- [Required work]
Each line below from the one containing "Q: Locate the leaf" through the one containing "Q: Locate the green leaf" should be output exactly as it stands, and no other line should appear.

Region pointing data
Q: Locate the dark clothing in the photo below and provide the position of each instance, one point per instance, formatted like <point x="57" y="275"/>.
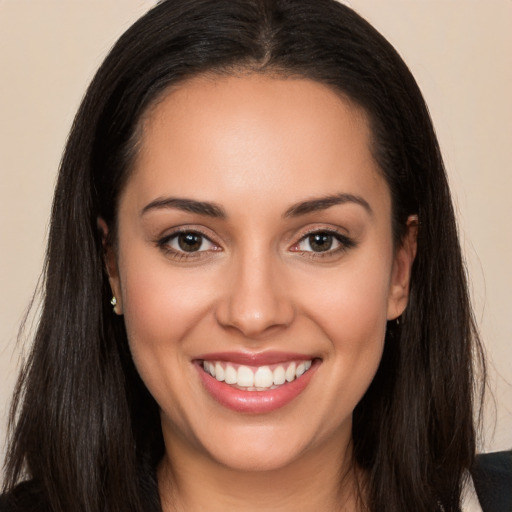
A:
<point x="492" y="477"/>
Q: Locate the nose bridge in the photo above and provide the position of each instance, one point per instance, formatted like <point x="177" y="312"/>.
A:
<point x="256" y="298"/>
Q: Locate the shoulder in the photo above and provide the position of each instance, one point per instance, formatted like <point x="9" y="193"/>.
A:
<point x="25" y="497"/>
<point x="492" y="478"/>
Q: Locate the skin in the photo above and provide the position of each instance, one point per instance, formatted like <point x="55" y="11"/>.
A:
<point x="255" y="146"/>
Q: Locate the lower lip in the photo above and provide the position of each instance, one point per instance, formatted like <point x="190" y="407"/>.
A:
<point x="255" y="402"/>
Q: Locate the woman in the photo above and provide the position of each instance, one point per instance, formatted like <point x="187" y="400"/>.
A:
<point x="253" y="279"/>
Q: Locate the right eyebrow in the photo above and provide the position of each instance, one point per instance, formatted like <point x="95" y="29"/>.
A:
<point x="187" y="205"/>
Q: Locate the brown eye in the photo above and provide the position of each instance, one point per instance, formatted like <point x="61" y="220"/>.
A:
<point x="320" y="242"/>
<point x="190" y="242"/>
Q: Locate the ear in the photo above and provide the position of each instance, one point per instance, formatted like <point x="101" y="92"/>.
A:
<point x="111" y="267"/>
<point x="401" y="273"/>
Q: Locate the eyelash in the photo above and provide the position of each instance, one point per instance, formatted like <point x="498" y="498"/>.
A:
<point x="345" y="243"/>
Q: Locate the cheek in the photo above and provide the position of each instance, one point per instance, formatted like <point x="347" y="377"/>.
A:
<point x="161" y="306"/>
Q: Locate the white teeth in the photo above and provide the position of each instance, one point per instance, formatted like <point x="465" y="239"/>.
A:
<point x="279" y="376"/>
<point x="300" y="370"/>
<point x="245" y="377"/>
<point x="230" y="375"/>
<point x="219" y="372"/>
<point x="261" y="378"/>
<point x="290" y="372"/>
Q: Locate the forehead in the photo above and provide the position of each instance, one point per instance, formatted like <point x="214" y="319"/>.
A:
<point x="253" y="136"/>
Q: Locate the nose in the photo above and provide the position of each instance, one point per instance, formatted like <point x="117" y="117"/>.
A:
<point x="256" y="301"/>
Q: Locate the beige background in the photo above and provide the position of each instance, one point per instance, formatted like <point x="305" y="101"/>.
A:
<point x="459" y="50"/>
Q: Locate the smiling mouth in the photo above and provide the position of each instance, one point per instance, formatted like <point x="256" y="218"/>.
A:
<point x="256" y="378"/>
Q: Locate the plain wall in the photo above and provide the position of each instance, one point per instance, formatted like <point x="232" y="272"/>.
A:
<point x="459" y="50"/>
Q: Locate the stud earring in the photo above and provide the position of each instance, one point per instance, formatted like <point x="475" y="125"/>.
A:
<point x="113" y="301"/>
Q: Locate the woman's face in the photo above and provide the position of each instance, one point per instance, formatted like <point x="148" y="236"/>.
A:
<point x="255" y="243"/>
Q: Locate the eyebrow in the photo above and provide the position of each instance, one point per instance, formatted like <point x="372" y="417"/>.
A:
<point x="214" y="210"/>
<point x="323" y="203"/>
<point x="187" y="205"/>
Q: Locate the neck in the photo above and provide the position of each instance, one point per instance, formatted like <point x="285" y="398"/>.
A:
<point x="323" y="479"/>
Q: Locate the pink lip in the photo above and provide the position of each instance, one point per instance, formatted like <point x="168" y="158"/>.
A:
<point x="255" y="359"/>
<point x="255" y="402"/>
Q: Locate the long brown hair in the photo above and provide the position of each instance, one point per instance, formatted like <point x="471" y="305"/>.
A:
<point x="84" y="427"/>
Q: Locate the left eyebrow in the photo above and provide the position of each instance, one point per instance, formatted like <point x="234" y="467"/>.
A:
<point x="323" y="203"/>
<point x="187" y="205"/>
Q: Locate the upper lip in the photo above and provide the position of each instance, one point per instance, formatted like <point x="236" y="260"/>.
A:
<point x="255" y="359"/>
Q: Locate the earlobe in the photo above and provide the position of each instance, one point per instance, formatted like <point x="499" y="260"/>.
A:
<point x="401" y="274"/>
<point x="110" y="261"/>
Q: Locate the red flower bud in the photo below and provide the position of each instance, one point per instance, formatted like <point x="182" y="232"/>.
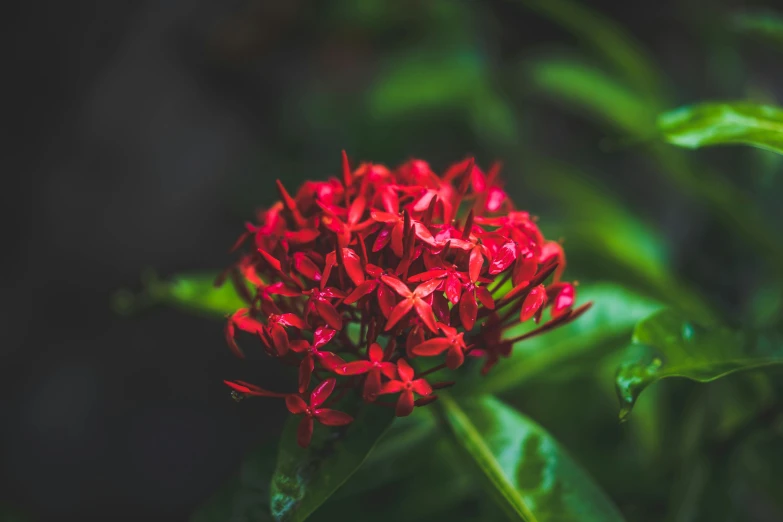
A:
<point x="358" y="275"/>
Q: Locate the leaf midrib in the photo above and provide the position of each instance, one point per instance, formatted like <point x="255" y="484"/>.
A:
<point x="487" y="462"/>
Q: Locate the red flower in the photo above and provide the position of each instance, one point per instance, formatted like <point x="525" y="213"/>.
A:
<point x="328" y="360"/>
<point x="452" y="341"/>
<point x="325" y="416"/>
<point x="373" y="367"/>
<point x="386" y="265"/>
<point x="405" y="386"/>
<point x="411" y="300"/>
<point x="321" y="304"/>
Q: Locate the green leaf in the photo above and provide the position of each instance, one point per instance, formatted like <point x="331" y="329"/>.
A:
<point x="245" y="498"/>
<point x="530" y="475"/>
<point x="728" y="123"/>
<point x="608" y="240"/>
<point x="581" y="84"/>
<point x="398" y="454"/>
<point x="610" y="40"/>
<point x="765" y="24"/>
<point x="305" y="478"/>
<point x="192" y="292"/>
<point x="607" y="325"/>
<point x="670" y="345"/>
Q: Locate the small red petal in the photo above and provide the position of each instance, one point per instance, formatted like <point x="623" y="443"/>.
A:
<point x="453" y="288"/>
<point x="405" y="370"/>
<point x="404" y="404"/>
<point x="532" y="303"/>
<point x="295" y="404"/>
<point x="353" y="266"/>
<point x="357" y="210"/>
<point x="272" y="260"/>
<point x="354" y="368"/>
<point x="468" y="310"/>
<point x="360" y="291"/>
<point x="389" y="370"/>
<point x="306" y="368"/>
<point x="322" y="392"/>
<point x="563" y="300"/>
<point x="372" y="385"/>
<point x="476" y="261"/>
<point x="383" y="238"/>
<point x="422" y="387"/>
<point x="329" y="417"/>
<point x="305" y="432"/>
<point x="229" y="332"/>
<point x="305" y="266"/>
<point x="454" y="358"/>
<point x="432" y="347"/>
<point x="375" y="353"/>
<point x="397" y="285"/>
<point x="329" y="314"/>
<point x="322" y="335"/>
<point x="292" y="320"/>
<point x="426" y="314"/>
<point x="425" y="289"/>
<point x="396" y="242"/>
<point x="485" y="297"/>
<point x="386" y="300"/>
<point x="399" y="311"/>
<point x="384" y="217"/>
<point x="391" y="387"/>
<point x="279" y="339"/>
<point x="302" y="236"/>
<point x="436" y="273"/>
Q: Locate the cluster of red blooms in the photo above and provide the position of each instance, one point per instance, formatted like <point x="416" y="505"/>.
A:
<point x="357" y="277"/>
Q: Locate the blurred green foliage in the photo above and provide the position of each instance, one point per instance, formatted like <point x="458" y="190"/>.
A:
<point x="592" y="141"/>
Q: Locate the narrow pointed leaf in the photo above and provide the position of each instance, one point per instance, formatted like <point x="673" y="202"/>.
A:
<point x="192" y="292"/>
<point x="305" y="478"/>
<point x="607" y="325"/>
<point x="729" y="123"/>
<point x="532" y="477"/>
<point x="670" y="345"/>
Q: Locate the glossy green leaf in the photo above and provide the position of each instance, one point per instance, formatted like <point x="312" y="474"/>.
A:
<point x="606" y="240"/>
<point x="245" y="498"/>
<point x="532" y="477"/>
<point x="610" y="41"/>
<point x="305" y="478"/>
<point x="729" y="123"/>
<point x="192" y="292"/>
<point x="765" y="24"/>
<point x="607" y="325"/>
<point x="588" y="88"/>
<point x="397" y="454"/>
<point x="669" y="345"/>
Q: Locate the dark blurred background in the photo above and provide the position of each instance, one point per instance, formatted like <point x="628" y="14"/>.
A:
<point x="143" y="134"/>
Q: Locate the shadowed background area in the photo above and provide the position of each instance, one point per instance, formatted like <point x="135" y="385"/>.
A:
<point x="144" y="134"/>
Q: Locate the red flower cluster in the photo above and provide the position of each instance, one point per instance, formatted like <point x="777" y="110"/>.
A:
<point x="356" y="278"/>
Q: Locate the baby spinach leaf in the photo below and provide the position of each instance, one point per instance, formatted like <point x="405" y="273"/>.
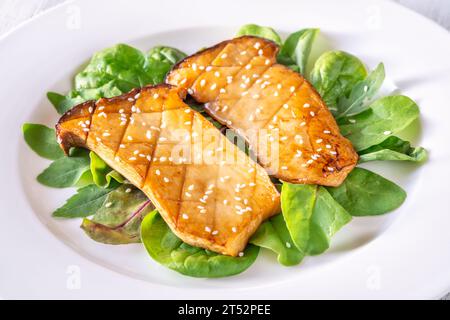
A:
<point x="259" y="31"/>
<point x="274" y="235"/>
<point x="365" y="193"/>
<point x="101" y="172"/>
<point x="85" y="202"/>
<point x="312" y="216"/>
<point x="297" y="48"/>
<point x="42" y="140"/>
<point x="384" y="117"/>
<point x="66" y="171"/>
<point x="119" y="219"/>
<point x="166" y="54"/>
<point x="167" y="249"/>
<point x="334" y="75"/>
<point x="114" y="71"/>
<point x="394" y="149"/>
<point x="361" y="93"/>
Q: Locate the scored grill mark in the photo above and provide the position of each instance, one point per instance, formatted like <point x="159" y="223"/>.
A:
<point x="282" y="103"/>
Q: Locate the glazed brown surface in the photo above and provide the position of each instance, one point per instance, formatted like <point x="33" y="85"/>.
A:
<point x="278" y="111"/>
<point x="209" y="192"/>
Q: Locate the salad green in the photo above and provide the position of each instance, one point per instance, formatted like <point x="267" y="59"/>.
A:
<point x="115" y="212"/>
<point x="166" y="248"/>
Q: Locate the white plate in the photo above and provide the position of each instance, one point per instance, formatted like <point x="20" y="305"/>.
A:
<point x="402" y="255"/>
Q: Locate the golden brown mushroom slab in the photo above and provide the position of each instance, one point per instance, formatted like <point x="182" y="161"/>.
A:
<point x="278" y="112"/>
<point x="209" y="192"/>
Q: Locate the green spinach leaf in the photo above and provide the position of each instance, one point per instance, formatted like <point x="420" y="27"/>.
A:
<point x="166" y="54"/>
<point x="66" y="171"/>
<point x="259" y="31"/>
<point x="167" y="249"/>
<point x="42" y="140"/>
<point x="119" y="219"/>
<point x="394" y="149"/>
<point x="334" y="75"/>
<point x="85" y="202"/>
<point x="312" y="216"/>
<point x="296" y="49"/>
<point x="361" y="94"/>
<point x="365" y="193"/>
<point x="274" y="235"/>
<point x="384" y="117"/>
---
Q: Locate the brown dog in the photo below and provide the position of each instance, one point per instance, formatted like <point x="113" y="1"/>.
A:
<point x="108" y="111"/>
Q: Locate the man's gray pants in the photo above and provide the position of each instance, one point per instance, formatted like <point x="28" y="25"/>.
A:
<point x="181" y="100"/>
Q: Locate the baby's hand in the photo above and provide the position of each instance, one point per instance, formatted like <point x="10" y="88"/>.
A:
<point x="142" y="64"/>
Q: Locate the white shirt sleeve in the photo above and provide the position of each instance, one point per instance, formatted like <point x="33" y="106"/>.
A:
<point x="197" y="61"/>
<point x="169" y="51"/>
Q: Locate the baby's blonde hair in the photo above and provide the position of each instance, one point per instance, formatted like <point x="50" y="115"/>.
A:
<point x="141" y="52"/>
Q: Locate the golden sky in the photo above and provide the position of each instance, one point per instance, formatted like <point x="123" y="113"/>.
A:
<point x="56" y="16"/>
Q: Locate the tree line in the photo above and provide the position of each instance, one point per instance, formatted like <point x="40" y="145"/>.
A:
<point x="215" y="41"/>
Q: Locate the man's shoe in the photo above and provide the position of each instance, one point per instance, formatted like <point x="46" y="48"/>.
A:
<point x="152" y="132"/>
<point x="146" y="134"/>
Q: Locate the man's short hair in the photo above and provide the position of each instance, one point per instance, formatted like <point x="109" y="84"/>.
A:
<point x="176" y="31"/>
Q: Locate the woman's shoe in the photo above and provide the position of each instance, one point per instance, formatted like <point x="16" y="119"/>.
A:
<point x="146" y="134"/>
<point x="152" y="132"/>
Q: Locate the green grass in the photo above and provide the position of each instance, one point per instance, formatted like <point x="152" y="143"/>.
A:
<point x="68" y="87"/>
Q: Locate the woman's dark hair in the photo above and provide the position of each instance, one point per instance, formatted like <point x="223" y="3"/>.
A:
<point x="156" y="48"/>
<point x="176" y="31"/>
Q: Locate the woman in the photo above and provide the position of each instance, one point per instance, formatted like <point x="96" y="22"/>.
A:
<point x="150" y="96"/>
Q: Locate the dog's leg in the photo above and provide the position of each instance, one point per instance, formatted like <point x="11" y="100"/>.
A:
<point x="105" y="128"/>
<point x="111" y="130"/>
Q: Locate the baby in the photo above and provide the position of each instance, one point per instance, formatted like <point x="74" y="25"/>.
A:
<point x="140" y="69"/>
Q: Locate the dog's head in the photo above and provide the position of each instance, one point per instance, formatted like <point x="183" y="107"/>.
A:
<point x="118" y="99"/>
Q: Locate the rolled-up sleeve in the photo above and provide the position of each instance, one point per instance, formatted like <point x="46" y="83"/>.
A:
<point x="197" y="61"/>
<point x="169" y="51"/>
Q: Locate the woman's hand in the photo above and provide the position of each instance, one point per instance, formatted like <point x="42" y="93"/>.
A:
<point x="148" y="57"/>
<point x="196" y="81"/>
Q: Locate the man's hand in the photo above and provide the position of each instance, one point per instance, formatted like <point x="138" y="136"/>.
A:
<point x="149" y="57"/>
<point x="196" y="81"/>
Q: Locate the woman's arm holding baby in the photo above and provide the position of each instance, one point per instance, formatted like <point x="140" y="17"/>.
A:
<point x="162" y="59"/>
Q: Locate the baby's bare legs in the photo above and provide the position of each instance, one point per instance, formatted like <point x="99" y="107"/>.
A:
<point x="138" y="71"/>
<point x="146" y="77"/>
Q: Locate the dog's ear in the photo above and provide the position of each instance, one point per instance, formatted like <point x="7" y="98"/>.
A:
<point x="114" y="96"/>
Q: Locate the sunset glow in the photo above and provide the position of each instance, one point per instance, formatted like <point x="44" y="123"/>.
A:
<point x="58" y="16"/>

- [Written solution]
Q: Locate the leaf midrib in the photo above and provide the position of each instance, one point per instance, formatted like <point x="255" y="484"/>.
A:
<point x="487" y="462"/>
Q: Locate the red flower in the photo above and provide the position of each instance, one point per instance, formatted like <point x="525" y="213"/>.
A:
<point x="328" y="360"/>
<point x="452" y="341"/>
<point x="325" y="416"/>
<point x="373" y="367"/>
<point x="386" y="265"/>
<point x="405" y="386"/>
<point x="411" y="300"/>
<point x="321" y="304"/>
Q: Locate the green leaf in the photo above and provide the position of each instance, one point per instance, formatted like <point x="331" y="329"/>.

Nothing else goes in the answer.